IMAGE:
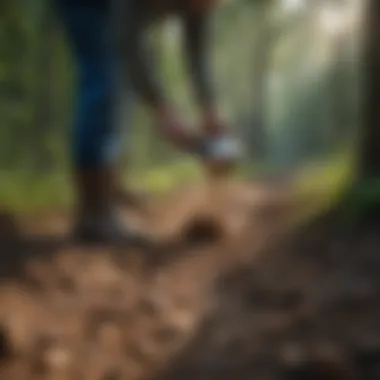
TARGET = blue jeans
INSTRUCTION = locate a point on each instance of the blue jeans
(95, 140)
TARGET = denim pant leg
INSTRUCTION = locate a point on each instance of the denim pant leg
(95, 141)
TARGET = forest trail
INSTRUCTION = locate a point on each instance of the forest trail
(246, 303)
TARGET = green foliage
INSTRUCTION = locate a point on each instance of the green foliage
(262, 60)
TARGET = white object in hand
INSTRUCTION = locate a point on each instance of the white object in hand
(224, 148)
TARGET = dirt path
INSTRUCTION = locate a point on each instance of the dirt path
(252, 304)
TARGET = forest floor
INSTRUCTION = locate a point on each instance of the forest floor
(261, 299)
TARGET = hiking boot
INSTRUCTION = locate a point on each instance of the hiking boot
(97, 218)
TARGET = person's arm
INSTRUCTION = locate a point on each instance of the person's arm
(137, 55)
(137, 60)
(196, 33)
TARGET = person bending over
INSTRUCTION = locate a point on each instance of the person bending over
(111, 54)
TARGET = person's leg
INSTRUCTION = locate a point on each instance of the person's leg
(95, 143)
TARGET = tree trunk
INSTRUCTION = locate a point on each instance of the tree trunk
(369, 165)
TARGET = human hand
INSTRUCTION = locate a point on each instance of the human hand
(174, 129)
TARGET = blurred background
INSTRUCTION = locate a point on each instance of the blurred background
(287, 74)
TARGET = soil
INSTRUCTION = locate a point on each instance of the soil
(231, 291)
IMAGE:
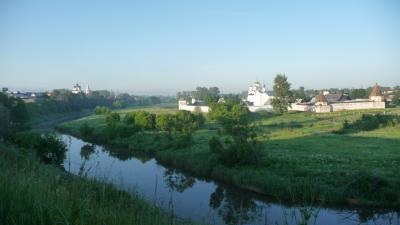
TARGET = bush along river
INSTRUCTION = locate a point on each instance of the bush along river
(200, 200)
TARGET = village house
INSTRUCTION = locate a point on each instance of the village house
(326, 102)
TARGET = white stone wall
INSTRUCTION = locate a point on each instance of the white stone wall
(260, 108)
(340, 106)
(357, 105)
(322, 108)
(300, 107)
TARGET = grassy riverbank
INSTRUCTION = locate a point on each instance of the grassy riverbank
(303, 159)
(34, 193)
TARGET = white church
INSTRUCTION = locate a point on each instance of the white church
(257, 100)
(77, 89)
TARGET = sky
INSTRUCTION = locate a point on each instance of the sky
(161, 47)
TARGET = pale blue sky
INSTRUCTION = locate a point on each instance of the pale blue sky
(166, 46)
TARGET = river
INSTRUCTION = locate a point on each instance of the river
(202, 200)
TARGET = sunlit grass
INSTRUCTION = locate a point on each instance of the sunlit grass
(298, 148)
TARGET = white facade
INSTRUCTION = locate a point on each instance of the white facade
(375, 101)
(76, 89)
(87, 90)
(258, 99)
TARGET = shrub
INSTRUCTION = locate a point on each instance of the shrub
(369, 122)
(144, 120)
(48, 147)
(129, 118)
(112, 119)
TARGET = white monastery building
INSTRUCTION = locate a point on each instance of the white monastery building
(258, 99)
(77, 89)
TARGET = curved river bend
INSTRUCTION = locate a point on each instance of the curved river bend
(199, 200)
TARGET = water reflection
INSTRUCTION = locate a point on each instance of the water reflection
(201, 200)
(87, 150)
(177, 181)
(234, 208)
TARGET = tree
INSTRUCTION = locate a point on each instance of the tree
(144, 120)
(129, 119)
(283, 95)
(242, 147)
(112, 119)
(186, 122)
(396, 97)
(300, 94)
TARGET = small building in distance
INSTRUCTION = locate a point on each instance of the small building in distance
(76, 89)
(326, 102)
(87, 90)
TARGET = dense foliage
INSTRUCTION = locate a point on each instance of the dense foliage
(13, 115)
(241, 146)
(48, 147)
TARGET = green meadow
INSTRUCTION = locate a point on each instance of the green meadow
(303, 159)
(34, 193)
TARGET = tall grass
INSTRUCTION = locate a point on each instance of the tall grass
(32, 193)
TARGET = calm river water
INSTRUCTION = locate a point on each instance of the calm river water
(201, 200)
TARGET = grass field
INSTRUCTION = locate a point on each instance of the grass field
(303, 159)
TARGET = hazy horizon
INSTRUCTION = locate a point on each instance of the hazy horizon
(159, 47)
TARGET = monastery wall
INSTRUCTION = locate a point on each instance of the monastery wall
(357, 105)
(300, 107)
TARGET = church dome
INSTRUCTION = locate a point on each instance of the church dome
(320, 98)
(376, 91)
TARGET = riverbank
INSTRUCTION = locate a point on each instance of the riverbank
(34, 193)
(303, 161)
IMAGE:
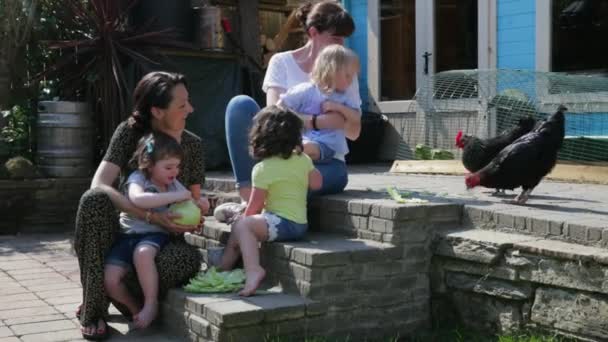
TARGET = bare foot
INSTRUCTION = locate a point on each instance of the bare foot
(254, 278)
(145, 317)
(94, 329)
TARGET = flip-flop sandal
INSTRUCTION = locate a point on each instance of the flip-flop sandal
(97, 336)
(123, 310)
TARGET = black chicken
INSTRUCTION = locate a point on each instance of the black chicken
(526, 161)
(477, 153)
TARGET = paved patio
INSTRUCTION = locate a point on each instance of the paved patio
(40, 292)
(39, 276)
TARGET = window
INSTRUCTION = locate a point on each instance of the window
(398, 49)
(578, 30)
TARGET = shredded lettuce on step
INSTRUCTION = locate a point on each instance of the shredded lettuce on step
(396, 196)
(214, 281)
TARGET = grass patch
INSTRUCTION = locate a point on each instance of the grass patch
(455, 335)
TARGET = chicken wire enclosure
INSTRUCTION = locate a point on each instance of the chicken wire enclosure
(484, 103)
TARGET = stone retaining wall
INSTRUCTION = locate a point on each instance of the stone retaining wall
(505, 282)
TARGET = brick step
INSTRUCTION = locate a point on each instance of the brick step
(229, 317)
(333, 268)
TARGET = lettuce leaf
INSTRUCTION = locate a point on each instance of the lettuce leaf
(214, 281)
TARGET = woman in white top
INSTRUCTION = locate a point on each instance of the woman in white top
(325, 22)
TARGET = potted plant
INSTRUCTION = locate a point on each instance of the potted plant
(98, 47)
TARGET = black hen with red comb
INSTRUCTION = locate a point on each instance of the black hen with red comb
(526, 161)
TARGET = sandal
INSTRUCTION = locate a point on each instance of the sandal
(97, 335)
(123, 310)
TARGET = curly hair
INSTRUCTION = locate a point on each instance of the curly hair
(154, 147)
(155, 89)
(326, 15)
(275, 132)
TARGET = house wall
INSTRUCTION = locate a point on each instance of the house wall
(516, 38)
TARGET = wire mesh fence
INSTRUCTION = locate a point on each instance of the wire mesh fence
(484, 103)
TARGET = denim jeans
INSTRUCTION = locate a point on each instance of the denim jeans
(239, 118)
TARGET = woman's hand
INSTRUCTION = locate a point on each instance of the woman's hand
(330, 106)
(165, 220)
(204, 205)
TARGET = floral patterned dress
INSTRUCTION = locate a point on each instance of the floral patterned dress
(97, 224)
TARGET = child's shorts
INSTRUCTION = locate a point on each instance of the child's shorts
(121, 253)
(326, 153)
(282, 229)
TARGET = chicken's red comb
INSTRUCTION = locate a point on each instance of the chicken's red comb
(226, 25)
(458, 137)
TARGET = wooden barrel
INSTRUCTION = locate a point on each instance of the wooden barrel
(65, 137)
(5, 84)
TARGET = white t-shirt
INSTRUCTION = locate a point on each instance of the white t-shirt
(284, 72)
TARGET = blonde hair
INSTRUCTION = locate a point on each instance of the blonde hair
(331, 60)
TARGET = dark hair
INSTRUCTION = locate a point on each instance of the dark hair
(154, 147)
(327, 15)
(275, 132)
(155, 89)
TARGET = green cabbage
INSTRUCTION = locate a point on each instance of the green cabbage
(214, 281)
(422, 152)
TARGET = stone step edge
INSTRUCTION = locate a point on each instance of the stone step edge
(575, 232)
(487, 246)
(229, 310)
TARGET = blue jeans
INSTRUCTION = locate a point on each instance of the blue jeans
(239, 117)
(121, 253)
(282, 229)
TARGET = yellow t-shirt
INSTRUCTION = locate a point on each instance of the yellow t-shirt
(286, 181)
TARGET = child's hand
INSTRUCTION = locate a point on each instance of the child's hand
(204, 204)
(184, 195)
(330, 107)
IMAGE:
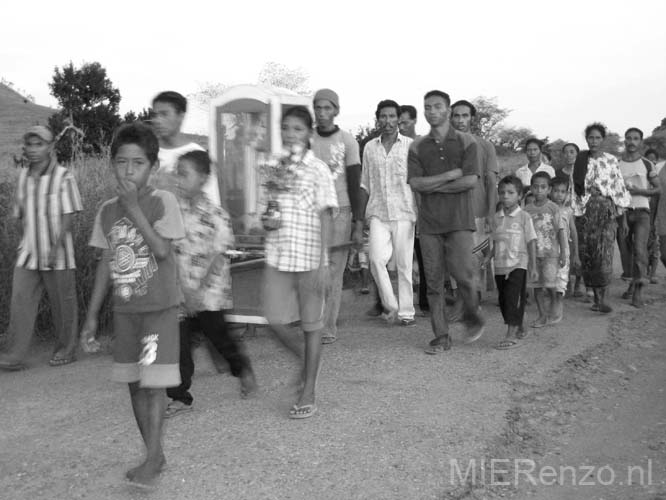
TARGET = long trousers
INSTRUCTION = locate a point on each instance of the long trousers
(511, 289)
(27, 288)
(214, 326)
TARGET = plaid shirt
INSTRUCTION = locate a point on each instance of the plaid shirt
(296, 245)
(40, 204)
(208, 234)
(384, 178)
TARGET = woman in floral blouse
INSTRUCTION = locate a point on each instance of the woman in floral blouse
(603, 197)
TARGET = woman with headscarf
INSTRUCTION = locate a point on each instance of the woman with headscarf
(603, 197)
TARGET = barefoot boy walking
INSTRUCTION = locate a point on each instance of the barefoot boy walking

=======

**Instructions to follow**
Find the line that contains "the woman with headscarf". Write out that line and every line after it through the end of the data, exactly, and nothing else.

**Answer area**
INSTRUCTION = locate a point on each instance of the woman with headscarf
(603, 197)
TARGET = barefoot boy walking
INSTRUCTION = locate a point on each instance of the barefoot boy walking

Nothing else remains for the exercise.